Print the following records unchanged, from the line holding "For the evaluation set, locate every instance of the artillery" to the line holding "x=1156 y=744", both lines included.

— begin Given information —

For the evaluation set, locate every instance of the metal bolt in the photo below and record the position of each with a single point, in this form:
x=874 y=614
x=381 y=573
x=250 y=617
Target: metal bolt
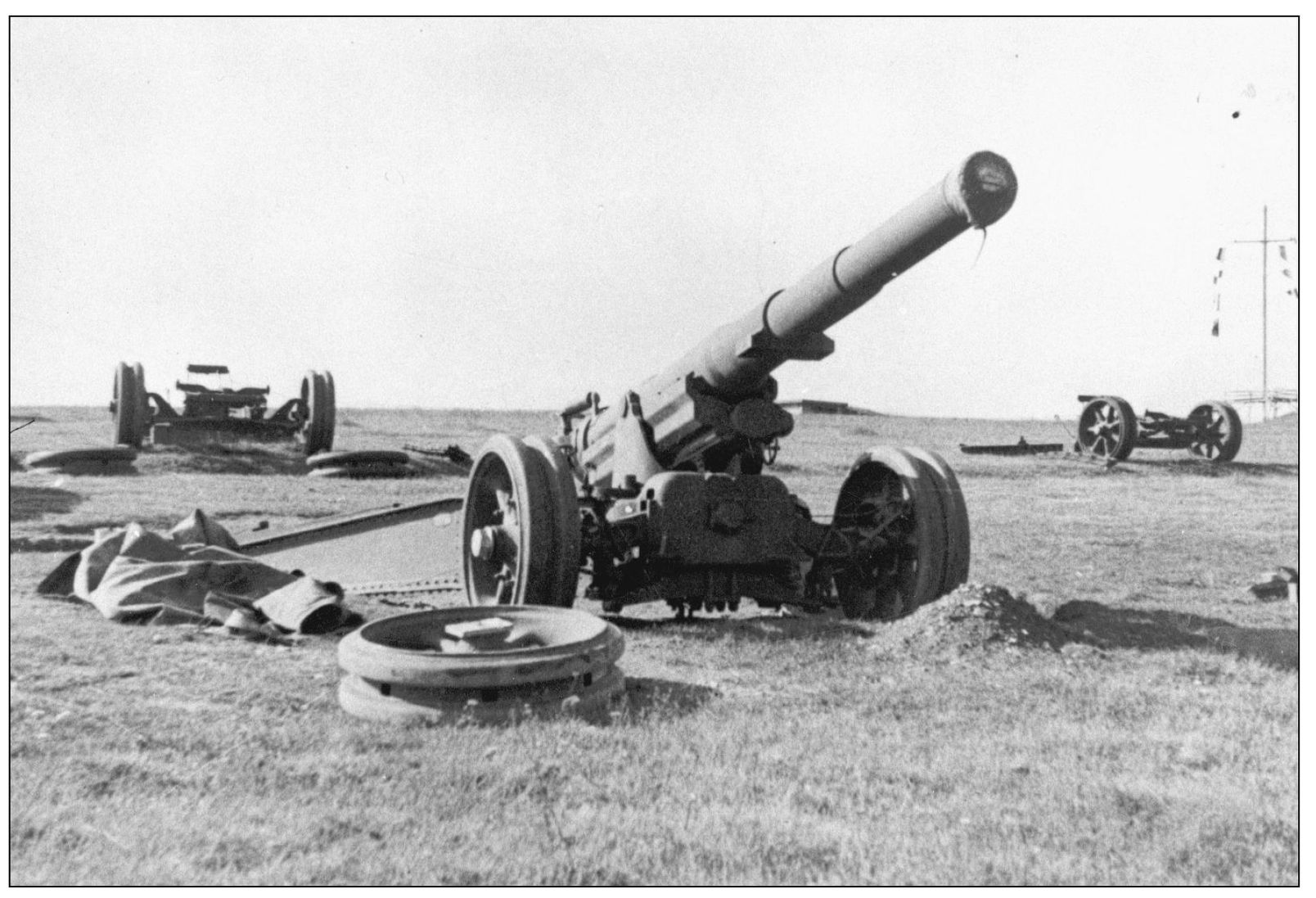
x=483 y=543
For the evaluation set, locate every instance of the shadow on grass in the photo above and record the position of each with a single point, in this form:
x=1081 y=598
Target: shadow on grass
x=28 y=502
x=227 y=458
x=1136 y=629
x=649 y=696
x=1203 y=467
x=47 y=544
x=759 y=630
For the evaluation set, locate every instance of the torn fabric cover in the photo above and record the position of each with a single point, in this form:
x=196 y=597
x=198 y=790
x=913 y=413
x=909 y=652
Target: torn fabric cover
x=134 y=575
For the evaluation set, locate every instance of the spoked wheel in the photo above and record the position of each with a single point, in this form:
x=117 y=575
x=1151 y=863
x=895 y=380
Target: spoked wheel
x=956 y=515
x=1107 y=428
x=566 y=521
x=125 y=404
x=508 y=527
x=318 y=399
x=1219 y=431
x=893 y=504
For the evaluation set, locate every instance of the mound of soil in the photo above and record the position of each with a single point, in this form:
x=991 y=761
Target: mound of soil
x=976 y=616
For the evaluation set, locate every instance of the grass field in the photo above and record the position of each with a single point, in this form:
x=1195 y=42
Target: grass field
x=1153 y=742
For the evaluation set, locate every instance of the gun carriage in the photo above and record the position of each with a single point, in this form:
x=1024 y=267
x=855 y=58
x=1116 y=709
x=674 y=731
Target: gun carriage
x=219 y=411
x=661 y=494
x=1108 y=430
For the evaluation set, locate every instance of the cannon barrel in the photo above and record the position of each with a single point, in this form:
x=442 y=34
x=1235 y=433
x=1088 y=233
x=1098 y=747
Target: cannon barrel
x=736 y=359
x=721 y=390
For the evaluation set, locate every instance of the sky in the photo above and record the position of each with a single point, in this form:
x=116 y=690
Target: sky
x=510 y=214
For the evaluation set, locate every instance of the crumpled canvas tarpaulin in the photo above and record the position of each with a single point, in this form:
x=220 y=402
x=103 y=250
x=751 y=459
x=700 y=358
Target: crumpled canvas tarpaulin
x=195 y=575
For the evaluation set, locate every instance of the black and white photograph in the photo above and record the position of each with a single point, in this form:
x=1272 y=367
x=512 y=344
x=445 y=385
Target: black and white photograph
x=654 y=450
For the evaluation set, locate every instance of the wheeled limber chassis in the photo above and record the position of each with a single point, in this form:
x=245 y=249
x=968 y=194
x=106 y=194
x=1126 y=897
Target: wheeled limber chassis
x=1107 y=428
x=211 y=413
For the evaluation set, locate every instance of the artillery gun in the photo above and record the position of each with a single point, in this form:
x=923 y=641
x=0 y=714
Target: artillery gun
x=661 y=495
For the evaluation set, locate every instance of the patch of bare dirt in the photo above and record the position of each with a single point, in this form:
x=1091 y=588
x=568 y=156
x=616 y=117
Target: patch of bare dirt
x=976 y=616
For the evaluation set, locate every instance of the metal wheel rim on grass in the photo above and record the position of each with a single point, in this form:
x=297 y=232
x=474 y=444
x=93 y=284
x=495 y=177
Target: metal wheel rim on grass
x=549 y=644
x=584 y=697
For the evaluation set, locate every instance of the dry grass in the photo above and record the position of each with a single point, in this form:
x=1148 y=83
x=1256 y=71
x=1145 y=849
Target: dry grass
x=1156 y=744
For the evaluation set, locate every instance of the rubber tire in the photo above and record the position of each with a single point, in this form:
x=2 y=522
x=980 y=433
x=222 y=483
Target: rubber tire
x=534 y=580
x=958 y=549
x=331 y=413
x=318 y=395
x=1233 y=434
x=125 y=406
x=566 y=521
x=922 y=575
x=404 y=649
x=142 y=413
x=1123 y=417
x=363 y=698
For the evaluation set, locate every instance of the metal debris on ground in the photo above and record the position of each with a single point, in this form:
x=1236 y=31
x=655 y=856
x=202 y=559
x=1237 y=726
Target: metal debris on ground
x=1021 y=448
x=1273 y=586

— end Given information —

> **Exercise response**
For the evaluation set, locate every instance of the artillery gun in the photo above and record the position of each with a single point, in this form:
x=923 y=641
x=0 y=714
Target: artillery gun
x=661 y=495
For the evaluation set, locate every instance of the patch of bare dirt in the photo above and record the position of each with a single point, in this form:
x=1091 y=588
x=568 y=156
x=616 y=117
Target: patch of bare dirt
x=976 y=616
For the evaluation set, locate every instance of the metal wheel rim on grass in the photo above and record the position of each with a single point, in this form:
x=297 y=232
x=474 y=444
x=93 y=284
x=495 y=177
Target: metal wheel rim on grass
x=549 y=644
x=584 y=697
For the evaluation set, locate every instance of the dry grass in the photo above and record the position of each with a single point, in this form:
x=1148 y=83
x=1256 y=71
x=1145 y=849
Target: dry grass
x=1156 y=744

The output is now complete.